--- Records provided Enclosed Below ---
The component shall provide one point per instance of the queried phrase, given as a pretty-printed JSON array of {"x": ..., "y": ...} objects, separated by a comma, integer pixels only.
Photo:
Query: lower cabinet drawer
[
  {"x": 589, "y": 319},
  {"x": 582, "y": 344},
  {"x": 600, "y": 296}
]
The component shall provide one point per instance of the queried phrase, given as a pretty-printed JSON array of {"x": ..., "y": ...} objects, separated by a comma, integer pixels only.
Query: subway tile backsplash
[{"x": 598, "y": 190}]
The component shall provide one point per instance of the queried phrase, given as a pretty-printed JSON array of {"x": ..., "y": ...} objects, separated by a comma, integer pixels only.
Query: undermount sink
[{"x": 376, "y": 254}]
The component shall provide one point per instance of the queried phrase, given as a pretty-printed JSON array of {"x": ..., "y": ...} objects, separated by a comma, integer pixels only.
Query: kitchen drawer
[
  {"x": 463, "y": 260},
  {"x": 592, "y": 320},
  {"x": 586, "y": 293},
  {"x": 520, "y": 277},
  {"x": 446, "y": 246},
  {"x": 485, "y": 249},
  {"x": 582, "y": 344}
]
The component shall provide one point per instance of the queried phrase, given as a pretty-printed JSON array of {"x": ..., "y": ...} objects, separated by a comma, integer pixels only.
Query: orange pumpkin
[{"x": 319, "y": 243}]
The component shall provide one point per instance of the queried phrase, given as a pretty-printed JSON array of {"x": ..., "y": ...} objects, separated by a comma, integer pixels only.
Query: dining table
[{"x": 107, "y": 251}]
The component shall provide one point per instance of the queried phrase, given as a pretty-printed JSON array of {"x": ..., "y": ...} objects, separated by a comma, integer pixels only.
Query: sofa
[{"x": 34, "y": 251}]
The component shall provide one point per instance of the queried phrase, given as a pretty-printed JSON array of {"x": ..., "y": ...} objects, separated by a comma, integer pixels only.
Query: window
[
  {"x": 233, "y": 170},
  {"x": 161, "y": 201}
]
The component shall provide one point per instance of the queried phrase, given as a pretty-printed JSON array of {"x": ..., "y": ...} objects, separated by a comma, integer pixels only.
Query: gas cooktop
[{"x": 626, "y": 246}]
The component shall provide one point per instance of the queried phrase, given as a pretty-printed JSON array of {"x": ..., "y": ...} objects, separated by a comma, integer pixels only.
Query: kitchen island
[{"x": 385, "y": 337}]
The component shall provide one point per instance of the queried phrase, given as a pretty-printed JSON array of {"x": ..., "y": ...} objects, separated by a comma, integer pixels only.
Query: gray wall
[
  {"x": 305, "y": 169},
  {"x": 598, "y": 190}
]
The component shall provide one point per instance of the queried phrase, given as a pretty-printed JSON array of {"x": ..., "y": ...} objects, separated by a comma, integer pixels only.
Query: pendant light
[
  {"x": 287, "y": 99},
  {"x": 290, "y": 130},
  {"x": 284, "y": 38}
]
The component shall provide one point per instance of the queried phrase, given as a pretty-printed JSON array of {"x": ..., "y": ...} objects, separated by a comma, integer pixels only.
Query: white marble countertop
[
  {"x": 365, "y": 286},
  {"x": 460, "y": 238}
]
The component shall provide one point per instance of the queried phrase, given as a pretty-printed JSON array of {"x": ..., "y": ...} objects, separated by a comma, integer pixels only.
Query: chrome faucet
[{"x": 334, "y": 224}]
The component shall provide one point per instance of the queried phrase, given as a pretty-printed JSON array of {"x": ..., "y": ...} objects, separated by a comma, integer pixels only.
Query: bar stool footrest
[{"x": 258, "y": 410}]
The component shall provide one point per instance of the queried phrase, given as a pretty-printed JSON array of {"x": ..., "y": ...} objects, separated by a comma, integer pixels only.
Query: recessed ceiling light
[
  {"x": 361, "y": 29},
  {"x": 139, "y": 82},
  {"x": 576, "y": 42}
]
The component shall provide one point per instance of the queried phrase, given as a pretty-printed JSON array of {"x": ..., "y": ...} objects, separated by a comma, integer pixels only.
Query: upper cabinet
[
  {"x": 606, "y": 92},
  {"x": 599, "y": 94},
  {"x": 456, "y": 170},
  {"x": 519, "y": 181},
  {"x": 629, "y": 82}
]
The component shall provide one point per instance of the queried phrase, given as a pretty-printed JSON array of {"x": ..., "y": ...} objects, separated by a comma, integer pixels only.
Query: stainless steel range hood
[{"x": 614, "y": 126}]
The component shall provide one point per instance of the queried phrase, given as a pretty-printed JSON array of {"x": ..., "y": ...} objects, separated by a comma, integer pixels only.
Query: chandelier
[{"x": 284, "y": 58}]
--- End of Enclosed Records provided ---
How to complete this task —
Write the listing out again, word for word.

Result of this exercise —
The component shall provide one point per instance of the queried phrase, given as a pretty-printed JSON array of {"x": ..., "y": ...} objects, separated by a comma, integer pixels only.
Photo:
Query: lower cabinet drawer
[
  {"x": 589, "y": 319},
  {"x": 582, "y": 344},
  {"x": 600, "y": 296}
]
The component shall provide one point per instance of the queried phrase, given as a pretty-printed JSON array of {"x": ..., "y": ...} objects, separated by a comma, integer pixels only.
Query: subway tile backsplash
[{"x": 598, "y": 190}]
The component shall provide one point per instance of the queried phrase, given as a pretty-printed JSON array of {"x": ..., "y": ...} objects, separated by a comma, integer pixels only.
Query: undermount sink
[{"x": 376, "y": 254}]
The component shall provide one point per instance of the queried phrase, given as a pretty-printed JSON array of {"x": ..., "y": ...} objects, separated by a comma, integer pixels only.
Query: kitchen drawer
[
  {"x": 463, "y": 260},
  {"x": 592, "y": 320},
  {"x": 586, "y": 293},
  {"x": 520, "y": 277},
  {"x": 446, "y": 246},
  {"x": 485, "y": 249},
  {"x": 582, "y": 344}
]
The component shall provide one point per instance of the queried phrase, given as a pretty-printed JSON array of {"x": ..., "y": ...} objects, separated by a comma, integer pixels only.
Query: orange pumpkin
[{"x": 319, "y": 243}]
The component shall provide one point per instance of the queried phrase, given as a pretty-printed JSON array of {"x": ..., "y": ...} objects, separated by a comma, integer pixels only.
Query: dining table
[{"x": 107, "y": 251}]
The component shall provide one point per instance of the queried phrase, given as a pretty-printed JSON array of {"x": ..., "y": ...} objects, separated by a comma, integer pixels only.
Query: sofa
[{"x": 34, "y": 251}]
The component shall provide one point per instance of the queried phrase, given as a pretty-printed JSON array of {"x": ..., "y": ...} objects, separated by a comma, integer pixels only.
Query: window
[
  {"x": 233, "y": 170},
  {"x": 161, "y": 201}
]
The component shall provide one point per instance of the queried phrase, given as a pretty-printed JSON array of {"x": ..., "y": ...} objects, separated by a comma, integer pixels only.
Query: gas cooktop
[{"x": 626, "y": 246}]
The component shall provide one point per instance of the queried phrase, given as a pretty-printed JSON array of {"x": ..., "y": ...} objects, separated by a comma, integer pixels only.
Query: kitchen island
[{"x": 385, "y": 337}]
The component shall provide one point per instance of the queried phrase, given as a pretty-printed JSON array of {"x": ..., "y": ...} objects, separated by a comma, integer pixels only.
Query: gray wall
[
  {"x": 305, "y": 169},
  {"x": 598, "y": 190}
]
The component shall provide one point per instance of the queried phrase, given as a pretty-printed JSON array of {"x": ..., "y": ...} objects, separated by a comma, integer pixels only.
Query: pendant light
[
  {"x": 287, "y": 99},
  {"x": 290, "y": 130},
  {"x": 284, "y": 38}
]
The component shall provide one point per instance of the queried phrase, given as a pretty-printed JSON array of {"x": ..., "y": ...} objects, separated by a comma, integer pixels only.
Query: white marble countertop
[
  {"x": 365, "y": 286},
  {"x": 460, "y": 238}
]
The component shall provide one point per instance of the queried phrase, given as a pretty-printed JSON array of {"x": ..., "y": ...} objects, separated by a comma, integer pixels only.
Query: chrome faucet
[{"x": 334, "y": 224}]
The component shall provide one point per instance of the queried phrase, given as a pretty-printed JSON array of {"x": ..., "y": ...} objects, separated by a comma, integer pixels only.
Query: bar stool footrest
[{"x": 258, "y": 410}]
The component shall provide one point per instance of the queried phrase, given as a pretty-printed JSON array of {"x": ..., "y": ...} objects, separated by a comma, integer pixels only.
Query: recessed ceiling light
[
  {"x": 361, "y": 29},
  {"x": 139, "y": 82},
  {"x": 576, "y": 42}
]
The component shall provide one point per instance of the queried phrase, given as a pretty-printed JSON array of {"x": ..., "y": ...} objects, separated by a comma, integer pixels only.
Query: upper cabinet
[
  {"x": 606, "y": 92},
  {"x": 599, "y": 94},
  {"x": 456, "y": 170},
  {"x": 519, "y": 181},
  {"x": 629, "y": 82}
]
The component shall provide one point per instance of the queried phrase, given as a pretty-printed JSON array of {"x": ..., "y": ...} objects, separated by a comma, integer pixels only.
Query: stainless steel range hood
[{"x": 614, "y": 126}]
The component shall provide one point per instance of the queried phrase, given as a pretty-printed JSON array of {"x": ..., "y": ...} objects, separated by a comma, integer pixels only.
Query: chandelier
[{"x": 284, "y": 58}]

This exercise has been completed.